-- BEGIN Source material --

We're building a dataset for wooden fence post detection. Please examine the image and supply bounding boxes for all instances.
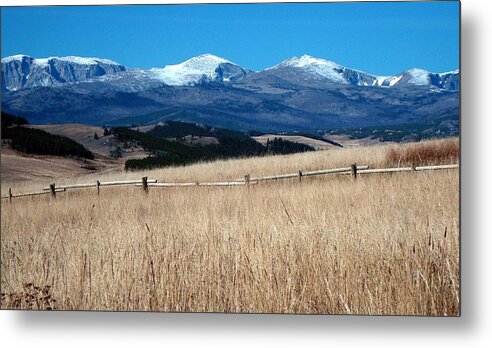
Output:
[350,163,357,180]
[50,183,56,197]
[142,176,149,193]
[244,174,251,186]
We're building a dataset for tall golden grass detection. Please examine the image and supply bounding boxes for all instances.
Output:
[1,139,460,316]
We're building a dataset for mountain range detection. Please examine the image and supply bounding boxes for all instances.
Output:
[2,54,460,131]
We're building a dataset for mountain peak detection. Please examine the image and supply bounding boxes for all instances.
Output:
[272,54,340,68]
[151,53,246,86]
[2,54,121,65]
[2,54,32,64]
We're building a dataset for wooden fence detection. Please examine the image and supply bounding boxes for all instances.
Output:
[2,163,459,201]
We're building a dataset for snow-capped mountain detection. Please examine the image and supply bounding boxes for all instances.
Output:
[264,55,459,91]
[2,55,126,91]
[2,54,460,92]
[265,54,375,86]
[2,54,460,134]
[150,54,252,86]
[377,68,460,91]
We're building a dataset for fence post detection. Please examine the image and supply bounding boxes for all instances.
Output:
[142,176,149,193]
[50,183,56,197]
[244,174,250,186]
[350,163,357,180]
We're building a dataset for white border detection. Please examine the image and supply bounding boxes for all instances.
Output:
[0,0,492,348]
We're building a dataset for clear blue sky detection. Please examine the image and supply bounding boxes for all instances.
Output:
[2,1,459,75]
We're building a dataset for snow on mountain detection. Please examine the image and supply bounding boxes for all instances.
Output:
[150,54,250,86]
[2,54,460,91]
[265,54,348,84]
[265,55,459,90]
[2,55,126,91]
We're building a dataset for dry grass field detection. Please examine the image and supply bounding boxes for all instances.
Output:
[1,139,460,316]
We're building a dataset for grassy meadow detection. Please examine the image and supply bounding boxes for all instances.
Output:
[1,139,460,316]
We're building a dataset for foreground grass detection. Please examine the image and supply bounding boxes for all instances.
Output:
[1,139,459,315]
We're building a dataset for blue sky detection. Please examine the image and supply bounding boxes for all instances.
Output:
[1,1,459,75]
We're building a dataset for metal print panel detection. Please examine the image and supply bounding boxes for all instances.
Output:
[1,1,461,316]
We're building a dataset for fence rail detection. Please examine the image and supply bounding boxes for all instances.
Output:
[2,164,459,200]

-- END Source material --

**What you should do**
Rewrite the listing from the line with "We're building a dataset for snow on" to the line with "[1,139,459,315]", swapping "examine" for "inspect" and leaving everything else unchanged.

**In response**
We're building a dataset for snow on mountain detection. Please inspect the image and supply bounding boxes for all instances.
Output:
[150,54,250,86]
[2,54,460,91]
[265,54,348,84]
[265,55,459,90]
[2,55,126,91]
We're building a dataset for dry grass field detection. Please inspect the image and supply bounding boxes for all instances.
Output:
[1,139,460,316]
We're building a dataset for grassy meadow detection. Please inspect the image and supply bounding boxes for all instances.
Output:
[1,139,460,316]
We're building a dataset for foreground grass detection. Please inspect the image and supply bounding boxes for all instances.
Output:
[1,139,459,315]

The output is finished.